*** Excerpt

IEEE 802.11 power management scheme for an ad hoc network is based on the Carrier Sense Multiple Access with Collision Avoidance (CSMA/CA) access procedure to transmit/receive their data frames. CSMA/CA may waste the scarce energy and bandwidth due to frame collisions and lengthen the frame delay due to waiting backoff time. In addition, IEEE 802.11 power management scheme does not specify how to tune the ATIM window size in a beacon interval. However, the ATIM window size affects the power consumption and throughput of a network considerably. The fixed ATIM window size cannot always accommodate the various traffic conditions. To conquer these problems and to improve the performance of networks, we propose a energy efficient MAC protocol for IEEE 802.11 networks by scheduling transmission after the ATIM window and adjusting the ATIM window dynamically to adapt to the traffic status.

Description

    BACKGROUND OF THE INVENTION
  • 1. Field of the Invention
  • The present invention relates to an energy efficient medium access control (MAC) protocol, and more particularly to an energy efficient (MAC) protocol for IEEE 802.11 WLANs.
  • 2. Description of Related Art
  • More and more people have data access through hand-held wireless devices anytime, anywhere. To support mobility, most hand-held wireless devices are powered by batteries that have only a limited amount of energy. Therefore, energy efficiency becomes one of the most important design issues in mobile wireless networks. In the recent years, a lot of papers discuss various methods to reduce energy consumption and can be classified into medium access control (MAC) [ reference 3, 6, 7 and 14], routing [reference 11 and 12], and transport protocols [reference 1, 8, 9 and 17]. Woesner et al. [reference 15] has pointed out that MAC protocol could significantly reduce the power consumption of mobile devices. Therefore, this paper focus on the energy conserving of MAC protocol for wireless LANs (WLANs).

******
*** Record list

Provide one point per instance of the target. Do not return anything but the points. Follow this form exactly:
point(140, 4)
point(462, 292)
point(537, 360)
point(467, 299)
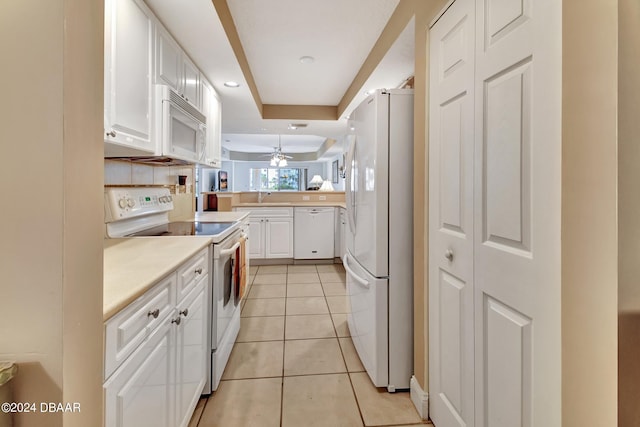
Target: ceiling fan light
point(317, 180)
point(326, 186)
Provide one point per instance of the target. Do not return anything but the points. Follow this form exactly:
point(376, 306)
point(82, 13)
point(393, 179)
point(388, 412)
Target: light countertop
point(220, 216)
point(289, 204)
point(133, 265)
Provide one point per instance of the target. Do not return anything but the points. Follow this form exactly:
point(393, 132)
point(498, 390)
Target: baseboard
point(419, 398)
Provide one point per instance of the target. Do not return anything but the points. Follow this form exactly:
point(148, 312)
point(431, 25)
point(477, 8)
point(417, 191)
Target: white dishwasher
point(313, 235)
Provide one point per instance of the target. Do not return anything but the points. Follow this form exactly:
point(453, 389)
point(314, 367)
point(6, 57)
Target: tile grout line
point(284, 349)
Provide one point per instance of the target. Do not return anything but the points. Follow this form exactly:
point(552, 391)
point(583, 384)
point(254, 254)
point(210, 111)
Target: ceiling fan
point(278, 158)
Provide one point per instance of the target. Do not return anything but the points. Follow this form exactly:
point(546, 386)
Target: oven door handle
point(231, 250)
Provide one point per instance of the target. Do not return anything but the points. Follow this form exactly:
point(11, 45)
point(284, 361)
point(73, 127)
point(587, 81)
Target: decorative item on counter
point(315, 182)
point(326, 186)
point(222, 181)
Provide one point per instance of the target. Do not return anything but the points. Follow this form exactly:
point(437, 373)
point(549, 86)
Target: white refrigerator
point(379, 256)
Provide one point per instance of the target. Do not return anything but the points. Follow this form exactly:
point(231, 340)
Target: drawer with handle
point(127, 329)
point(191, 273)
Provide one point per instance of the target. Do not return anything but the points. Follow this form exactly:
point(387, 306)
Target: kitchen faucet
point(261, 195)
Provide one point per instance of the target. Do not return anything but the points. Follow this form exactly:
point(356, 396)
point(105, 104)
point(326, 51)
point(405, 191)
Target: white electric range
point(139, 212)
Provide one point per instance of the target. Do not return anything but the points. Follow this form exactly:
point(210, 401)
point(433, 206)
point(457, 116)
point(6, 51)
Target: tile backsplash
point(117, 172)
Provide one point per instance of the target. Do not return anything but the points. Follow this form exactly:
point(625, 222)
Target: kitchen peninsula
point(227, 201)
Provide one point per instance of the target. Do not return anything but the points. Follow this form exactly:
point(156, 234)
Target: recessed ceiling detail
point(341, 32)
point(264, 45)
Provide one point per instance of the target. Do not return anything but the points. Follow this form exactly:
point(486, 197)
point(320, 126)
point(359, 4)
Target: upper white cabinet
point(128, 87)
point(139, 54)
point(174, 68)
point(167, 60)
point(213, 110)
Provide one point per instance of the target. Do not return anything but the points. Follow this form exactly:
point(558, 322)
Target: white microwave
point(181, 127)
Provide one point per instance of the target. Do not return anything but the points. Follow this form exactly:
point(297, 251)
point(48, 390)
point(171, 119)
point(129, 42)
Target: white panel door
point(451, 231)
point(517, 213)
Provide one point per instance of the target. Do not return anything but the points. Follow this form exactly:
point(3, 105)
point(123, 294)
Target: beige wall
point(425, 12)
point(589, 224)
point(51, 262)
point(629, 213)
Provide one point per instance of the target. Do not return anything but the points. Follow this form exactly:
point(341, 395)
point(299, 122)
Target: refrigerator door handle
point(350, 187)
point(363, 282)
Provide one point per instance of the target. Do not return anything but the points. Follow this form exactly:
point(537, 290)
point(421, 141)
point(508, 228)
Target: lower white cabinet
point(160, 383)
point(271, 231)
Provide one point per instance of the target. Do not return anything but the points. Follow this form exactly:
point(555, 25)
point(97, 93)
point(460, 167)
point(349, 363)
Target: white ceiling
point(337, 33)
point(274, 34)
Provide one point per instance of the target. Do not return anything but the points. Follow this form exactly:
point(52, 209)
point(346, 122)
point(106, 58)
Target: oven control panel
point(128, 202)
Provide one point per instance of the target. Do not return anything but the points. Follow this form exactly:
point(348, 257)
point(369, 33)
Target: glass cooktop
point(186, 229)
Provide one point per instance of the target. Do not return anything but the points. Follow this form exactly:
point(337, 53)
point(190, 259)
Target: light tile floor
point(294, 363)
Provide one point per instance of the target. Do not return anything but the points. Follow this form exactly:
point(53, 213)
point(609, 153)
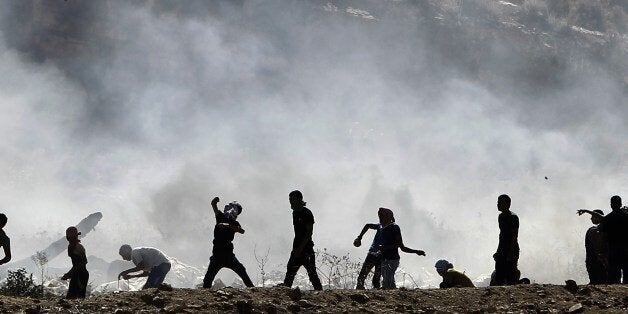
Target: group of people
point(606, 246)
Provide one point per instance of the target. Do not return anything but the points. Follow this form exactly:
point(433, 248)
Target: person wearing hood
point(78, 274)
point(391, 242)
point(451, 277)
point(222, 252)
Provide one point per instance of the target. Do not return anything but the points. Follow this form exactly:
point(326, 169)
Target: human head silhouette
point(503, 203)
point(615, 202)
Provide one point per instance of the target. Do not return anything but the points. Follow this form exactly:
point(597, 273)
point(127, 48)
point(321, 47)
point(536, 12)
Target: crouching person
point(150, 261)
point(78, 274)
point(451, 277)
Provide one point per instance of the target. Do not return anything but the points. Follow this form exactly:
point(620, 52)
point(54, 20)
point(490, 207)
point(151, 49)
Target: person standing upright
point(222, 252)
point(507, 255)
point(596, 248)
point(302, 246)
point(615, 227)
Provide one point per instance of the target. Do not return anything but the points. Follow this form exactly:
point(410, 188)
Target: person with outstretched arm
point(222, 252)
point(5, 242)
point(302, 246)
point(615, 227)
point(78, 274)
point(150, 261)
point(507, 255)
point(392, 242)
point(372, 260)
point(596, 248)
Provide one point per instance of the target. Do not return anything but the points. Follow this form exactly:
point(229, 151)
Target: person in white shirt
point(150, 261)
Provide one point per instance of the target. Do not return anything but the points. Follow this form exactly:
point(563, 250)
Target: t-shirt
point(377, 239)
point(615, 226)
point(151, 257)
point(301, 219)
point(77, 255)
point(455, 279)
point(595, 245)
point(390, 234)
point(223, 235)
point(508, 248)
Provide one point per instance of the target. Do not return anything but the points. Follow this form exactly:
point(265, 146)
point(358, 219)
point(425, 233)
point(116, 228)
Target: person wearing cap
point(302, 253)
point(507, 255)
point(614, 226)
point(5, 242)
point(222, 252)
point(150, 261)
point(78, 274)
point(372, 260)
point(389, 249)
point(451, 277)
point(596, 249)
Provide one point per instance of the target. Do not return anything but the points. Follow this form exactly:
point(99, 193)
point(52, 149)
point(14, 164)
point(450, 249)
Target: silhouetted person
point(596, 247)
point(389, 249)
point(222, 252)
point(150, 261)
point(5, 242)
point(507, 254)
point(78, 274)
point(302, 246)
point(451, 277)
point(372, 259)
point(615, 227)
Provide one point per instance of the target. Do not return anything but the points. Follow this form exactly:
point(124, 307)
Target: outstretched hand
point(215, 200)
point(357, 242)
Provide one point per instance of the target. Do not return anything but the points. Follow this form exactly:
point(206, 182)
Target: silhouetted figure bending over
point(507, 254)
point(5, 242)
point(222, 252)
point(150, 261)
point(78, 274)
point(615, 227)
point(302, 246)
point(596, 248)
point(389, 249)
point(372, 259)
point(451, 277)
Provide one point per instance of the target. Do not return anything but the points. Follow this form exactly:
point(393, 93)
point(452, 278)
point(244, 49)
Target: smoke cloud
point(146, 110)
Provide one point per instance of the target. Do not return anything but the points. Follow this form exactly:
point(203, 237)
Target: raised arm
point(215, 205)
point(7, 252)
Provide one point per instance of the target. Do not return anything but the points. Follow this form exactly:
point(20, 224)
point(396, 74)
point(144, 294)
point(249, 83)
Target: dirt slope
point(519, 299)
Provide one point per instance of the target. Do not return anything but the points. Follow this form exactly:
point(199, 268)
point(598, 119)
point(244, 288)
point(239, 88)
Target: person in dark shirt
point(596, 249)
point(78, 274)
point(615, 227)
point(222, 252)
point(507, 254)
point(302, 246)
point(451, 277)
point(5, 242)
point(389, 249)
point(372, 259)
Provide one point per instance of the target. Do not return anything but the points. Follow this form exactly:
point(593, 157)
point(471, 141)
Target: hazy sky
point(145, 112)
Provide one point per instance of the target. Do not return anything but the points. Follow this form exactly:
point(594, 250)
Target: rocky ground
point(519, 299)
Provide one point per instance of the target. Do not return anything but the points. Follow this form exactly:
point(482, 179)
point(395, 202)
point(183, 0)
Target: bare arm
point(215, 205)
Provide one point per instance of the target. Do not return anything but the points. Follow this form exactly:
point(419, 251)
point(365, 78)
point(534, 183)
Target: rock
point(244, 307)
point(571, 286)
point(294, 308)
point(295, 294)
point(576, 308)
point(359, 297)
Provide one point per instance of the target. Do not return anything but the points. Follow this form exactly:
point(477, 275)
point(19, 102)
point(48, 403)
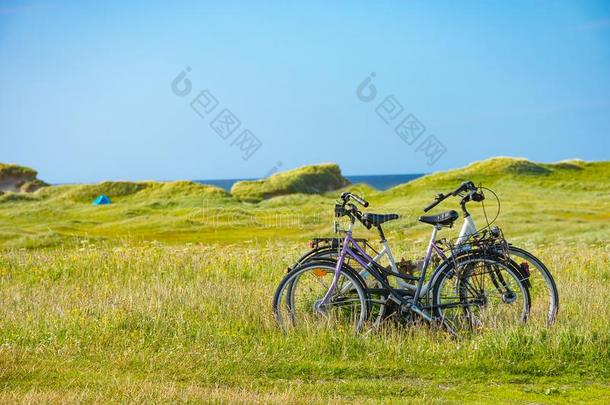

******

Please update the MAC protocol excerpt by writing it again between "BACKGROUND OF THE" and "IEEE 802.11 WLANs.", inclusive, with "WLANs" changed to "wireless LANs".

● **Exercise answer**
BACKGROUND OF THE INVENTION
  • 1. Field of the Invention
  • The present invention relates to an energy efficient medium access control (MAC) protocol, and more particularly to an energy efficient (MAC) protocol for IEEE 802.11 wireless LANs.